→ Given problem: State how many lines in the rows below contain the string "jacket". Letter case counts, and the reply should be that number alone.

→ Dataset:
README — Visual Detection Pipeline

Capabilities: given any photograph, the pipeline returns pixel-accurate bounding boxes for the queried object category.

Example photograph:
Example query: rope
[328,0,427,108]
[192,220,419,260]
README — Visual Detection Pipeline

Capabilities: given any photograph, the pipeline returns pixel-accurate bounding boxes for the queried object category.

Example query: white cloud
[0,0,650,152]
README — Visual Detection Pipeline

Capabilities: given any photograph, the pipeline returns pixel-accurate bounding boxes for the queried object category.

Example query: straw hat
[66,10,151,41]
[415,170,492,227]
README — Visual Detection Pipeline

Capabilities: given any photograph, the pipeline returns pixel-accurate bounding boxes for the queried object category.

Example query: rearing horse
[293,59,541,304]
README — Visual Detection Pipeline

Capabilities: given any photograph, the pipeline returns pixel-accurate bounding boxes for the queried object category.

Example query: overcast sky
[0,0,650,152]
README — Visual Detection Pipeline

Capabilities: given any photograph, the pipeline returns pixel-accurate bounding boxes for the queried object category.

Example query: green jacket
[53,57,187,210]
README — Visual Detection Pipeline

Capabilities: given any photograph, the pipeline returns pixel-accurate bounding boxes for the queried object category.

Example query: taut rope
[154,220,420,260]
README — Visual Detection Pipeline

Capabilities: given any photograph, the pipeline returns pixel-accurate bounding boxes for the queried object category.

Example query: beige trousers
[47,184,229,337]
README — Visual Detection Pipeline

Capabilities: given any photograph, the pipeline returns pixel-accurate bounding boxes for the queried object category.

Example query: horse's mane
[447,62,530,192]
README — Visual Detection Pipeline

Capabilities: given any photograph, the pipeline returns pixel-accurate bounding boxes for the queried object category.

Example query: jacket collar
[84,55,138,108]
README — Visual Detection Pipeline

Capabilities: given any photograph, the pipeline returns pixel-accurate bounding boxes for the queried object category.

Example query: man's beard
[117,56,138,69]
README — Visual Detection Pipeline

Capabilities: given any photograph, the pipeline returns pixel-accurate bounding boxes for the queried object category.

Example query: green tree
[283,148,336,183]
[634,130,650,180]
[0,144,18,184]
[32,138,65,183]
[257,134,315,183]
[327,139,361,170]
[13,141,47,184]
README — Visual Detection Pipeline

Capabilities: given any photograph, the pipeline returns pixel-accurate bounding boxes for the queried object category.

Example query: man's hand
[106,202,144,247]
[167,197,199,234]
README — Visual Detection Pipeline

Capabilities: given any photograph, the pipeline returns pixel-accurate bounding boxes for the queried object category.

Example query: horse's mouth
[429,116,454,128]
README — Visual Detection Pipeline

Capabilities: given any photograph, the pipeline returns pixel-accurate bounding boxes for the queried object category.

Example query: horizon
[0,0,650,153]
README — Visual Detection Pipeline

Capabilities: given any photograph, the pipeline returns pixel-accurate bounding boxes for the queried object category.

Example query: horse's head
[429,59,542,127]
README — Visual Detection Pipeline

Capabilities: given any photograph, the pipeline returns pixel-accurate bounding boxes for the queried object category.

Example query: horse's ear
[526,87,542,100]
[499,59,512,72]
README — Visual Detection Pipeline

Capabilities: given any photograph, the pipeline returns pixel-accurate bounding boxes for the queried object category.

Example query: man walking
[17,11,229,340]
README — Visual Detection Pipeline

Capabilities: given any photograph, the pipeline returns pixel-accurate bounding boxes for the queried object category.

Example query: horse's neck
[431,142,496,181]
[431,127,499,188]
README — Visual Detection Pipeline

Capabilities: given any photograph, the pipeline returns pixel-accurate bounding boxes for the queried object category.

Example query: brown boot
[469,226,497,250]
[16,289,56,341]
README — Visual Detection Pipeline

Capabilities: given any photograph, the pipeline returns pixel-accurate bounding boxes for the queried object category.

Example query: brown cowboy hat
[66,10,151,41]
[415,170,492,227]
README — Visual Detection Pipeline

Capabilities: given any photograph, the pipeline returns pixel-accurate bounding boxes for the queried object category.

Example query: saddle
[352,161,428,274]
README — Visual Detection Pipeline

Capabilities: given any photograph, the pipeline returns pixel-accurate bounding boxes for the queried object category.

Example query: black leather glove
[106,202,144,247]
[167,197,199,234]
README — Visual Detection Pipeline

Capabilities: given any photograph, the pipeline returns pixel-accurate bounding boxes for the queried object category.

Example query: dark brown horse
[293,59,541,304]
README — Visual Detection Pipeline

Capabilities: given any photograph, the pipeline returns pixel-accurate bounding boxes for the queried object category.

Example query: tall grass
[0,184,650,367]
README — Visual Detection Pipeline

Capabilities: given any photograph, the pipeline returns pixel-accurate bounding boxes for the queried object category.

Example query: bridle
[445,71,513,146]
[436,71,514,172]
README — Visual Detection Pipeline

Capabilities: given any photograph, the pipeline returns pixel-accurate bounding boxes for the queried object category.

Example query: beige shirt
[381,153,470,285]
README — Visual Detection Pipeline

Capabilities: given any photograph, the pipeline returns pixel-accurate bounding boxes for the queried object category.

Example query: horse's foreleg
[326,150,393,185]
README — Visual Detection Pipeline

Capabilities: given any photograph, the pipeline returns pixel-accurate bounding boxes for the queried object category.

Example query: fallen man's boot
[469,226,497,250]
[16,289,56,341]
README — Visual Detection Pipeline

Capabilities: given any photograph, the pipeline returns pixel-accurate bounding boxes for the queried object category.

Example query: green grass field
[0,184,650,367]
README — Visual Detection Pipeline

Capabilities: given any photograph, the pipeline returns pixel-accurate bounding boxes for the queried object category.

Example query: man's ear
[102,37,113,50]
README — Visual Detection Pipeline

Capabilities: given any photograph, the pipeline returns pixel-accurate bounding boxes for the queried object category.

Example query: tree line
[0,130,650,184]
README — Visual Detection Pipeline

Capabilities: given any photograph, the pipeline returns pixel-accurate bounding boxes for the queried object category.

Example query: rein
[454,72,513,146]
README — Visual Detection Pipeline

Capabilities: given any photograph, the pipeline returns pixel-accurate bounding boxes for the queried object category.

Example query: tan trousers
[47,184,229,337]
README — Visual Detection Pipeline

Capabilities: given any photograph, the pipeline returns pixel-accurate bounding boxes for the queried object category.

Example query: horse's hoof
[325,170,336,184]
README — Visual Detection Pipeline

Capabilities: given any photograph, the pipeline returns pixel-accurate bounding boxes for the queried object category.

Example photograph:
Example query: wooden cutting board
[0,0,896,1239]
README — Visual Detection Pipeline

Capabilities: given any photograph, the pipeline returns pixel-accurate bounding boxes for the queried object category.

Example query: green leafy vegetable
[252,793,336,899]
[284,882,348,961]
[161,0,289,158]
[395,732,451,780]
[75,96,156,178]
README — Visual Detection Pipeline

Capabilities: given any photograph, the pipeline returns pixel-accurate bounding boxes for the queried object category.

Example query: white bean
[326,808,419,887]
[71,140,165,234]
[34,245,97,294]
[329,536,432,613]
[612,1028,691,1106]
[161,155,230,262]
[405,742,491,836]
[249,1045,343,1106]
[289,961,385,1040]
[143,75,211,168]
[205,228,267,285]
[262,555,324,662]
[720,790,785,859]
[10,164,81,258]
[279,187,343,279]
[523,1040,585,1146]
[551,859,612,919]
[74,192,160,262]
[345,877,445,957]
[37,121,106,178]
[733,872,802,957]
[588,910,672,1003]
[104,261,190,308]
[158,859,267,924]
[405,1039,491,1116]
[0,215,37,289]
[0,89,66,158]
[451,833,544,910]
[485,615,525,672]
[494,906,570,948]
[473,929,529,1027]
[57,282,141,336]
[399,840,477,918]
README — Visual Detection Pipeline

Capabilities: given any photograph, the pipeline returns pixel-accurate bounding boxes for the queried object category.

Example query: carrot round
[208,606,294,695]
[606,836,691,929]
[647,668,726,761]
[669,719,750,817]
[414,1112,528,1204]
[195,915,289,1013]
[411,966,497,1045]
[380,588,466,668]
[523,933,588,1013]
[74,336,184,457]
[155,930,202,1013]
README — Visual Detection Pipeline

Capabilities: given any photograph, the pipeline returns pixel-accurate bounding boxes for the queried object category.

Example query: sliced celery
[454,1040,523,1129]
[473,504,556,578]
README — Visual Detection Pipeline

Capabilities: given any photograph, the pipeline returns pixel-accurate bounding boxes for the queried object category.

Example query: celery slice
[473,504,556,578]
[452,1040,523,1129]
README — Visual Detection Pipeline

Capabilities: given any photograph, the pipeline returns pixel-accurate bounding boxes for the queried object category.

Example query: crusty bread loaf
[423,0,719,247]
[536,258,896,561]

→ Solution: 2